# AIM OF THE TASK:
In your reply, repeat the full listing exactly and leave each picture out.
*** Opening DATA SUPPLIED ***
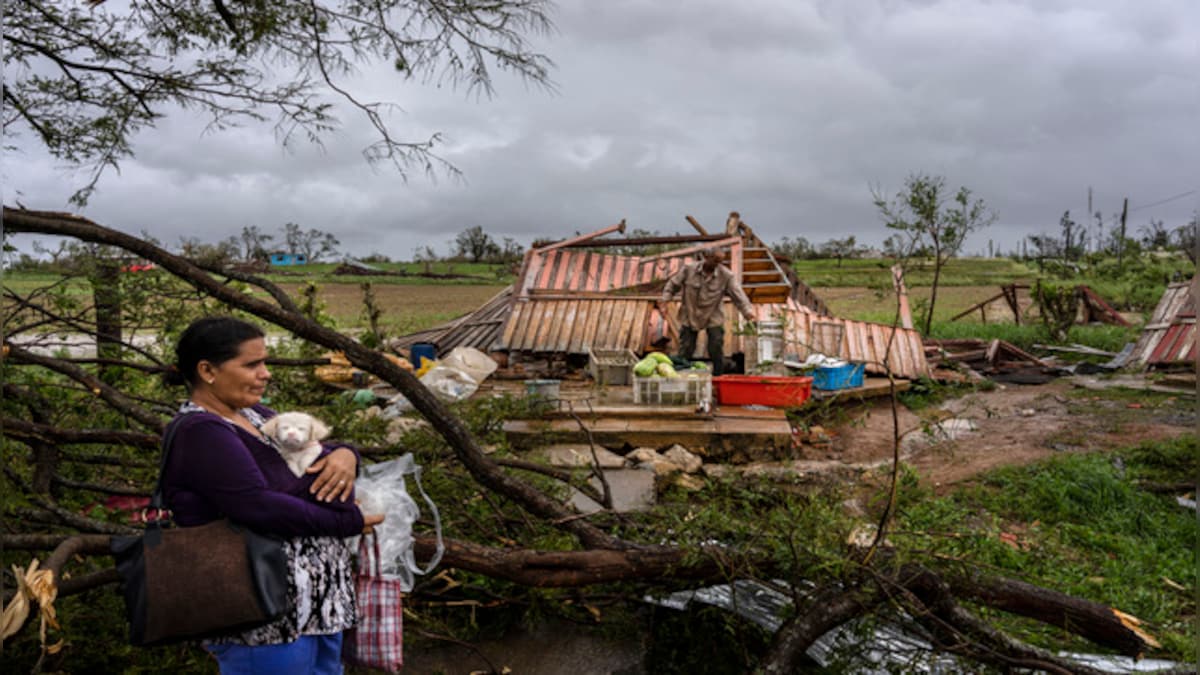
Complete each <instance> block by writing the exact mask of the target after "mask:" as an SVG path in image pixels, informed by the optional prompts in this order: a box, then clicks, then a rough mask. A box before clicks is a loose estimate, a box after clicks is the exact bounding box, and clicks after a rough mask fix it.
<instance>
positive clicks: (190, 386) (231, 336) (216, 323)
mask: <svg viewBox="0 0 1200 675" xmlns="http://www.w3.org/2000/svg"><path fill="white" fill-rule="evenodd" d="M263 336H264V334H263V330H262V329H260V328H258V327H257V325H254V324H253V323H247V322H245V321H241V319H240V318H234V317H232V316H210V317H205V318H198V319H196V321H193V322H192V324H191V325H188V327H187V329H186V330H184V334H182V335H180V336H179V345H176V346H175V365H174V366H172V368H170V369H169V370H168V371H167V374H166V375H164V376H163V381H166V382H167V384H172V386H179V384H187V386H188V387H191V386H192V384H194V383H196V366H197V365H199V363H200V362H209V363H211V364H212V365H221V364H223V363H224V362H227V360H229V359H232V358H234V357H236V356H238V351H239V350H241V345H242V342H246V341H247V340H254V339H258V337H263Z"/></svg>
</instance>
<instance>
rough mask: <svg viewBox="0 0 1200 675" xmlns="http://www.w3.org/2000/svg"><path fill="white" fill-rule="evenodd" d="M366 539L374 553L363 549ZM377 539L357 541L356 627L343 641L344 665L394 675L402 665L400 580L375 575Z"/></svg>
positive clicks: (380, 575)
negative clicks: (352, 664)
mask: <svg viewBox="0 0 1200 675" xmlns="http://www.w3.org/2000/svg"><path fill="white" fill-rule="evenodd" d="M367 537H370V538H371V544H372V548H373V551H374V555H372V551H371V550H368V548H367ZM379 567H380V563H379V539H378V538H377V537H376V534H374V532H372V533H370V534H364V536H362V537H361V538H360V539H359V571H358V573H356V574H355V575H354V591H355V593H356V595H358V603H359V623H358V626H355V627H354V628H353V629H352V631H350V632H349V634H348V635H347V638H348V639H347V640H346V650H344V655H343V656H344V657H346V661H347V662H349V663H353V664H354V665H364V667H367V668H377V669H380V670H385V671H388V673H398V671H400V668H401V667H402V665H403V664H404V629H403V615H402V611H401V603H400V601H401V596H402V593H401V590H400V579H398V578H396V579H388V578H385V577H384V575H383V574H382V573H380V572H379Z"/></svg>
*** Closing DATA SUPPLIED ***
# ANSWER:
Complete each <instance> block by writing the exact mask of the target after "mask:" as an SVG path in image pixels, informed by the optional prompts in this order: a box, then clicks, then a rough mask. A box before clicks is a loose estimate, a box after clicks is the exact bounding box, and clicks after a rough mask fix it.
<instance>
positive clicks: (190, 386) (231, 336) (216, 323)
mask: <svg viewBox="0 0 1200 675" xmlns="http://www.w3.org/2000/svg"><path fill="white" fill-rule="evenodd" d="M263 336H264V334H263V330H262V329H260V328H258V327H257V325H254V324H253V323H247V322H245V321H241V319H240V318H234V317H232V316H210V317H205V318H198V319H196V321H193V322H192V324H191V325H188V327H187V329H186V330H184V334H182V335H180V336H179V345H176V346H175V365H174V366H172V368H170V369H169V370H168V371H167V374H166V375H164V376H163V381H166V382H167V384H172V386H179V384H187V386H188V387H191V386H192V384H194V383H196V366H197V365H199V363H200V362H209V363H211V364H212V365H221V364H223V363H224V362H227V360H229V359H232V358H234V357H236V356H238V351H239V350H241V345H242V342H246V341H247V340H254V339H258V337H263Z"/></svg>
</instance>
<instance>
rough mask: <svg viewBox="0 0 1200 675" xmlns="http://www.w3.org/2000/svg"><path fill="white" fill-rule="evenodd" d="M366 539L374 553L363 549ZM377 539L357 541L356 627L343 641L344 665L394 675L402 665L400 580L375 575Z"/></svg>
positive clicks: (380, 575)
negative clicks: (352, 664)
mask: <svg viewBox="0 0 1200 675" xmlns="http://www.w3.org/2000/svg"><path fill="white" fill-rule="evenodd" d="M367 537H370V538H371V544H372V548H373V551H374V555H372V551H371V550H368V548H367ZM379 567H380V563H379V539H378V538H377V537H376V534H374V532H372V533H370V534H364V536H362V537H361V538H360V539H359V571H358V573H356V574H355V575H354V591H355V593H356V595H358V603H359V623H358V626H355V627H354V628H353V629H352V631H350V632H349V634H348V635H347V638H348V639H347V640H346V650H344V655H343V656H344V657H346V661H347V662H349V663H353V664H354V665H364V667H367V668H377V669H380V670H385V671H388V673H398V671H400V668H401V667H402V665H403V664H404V629H403V615H402V611H401V603H400V601H401V596H402V593H401V590H400V579H398V578H396V579H388V578H385V577H384V575H383V574H382V573H380V572H379Z"/></svg>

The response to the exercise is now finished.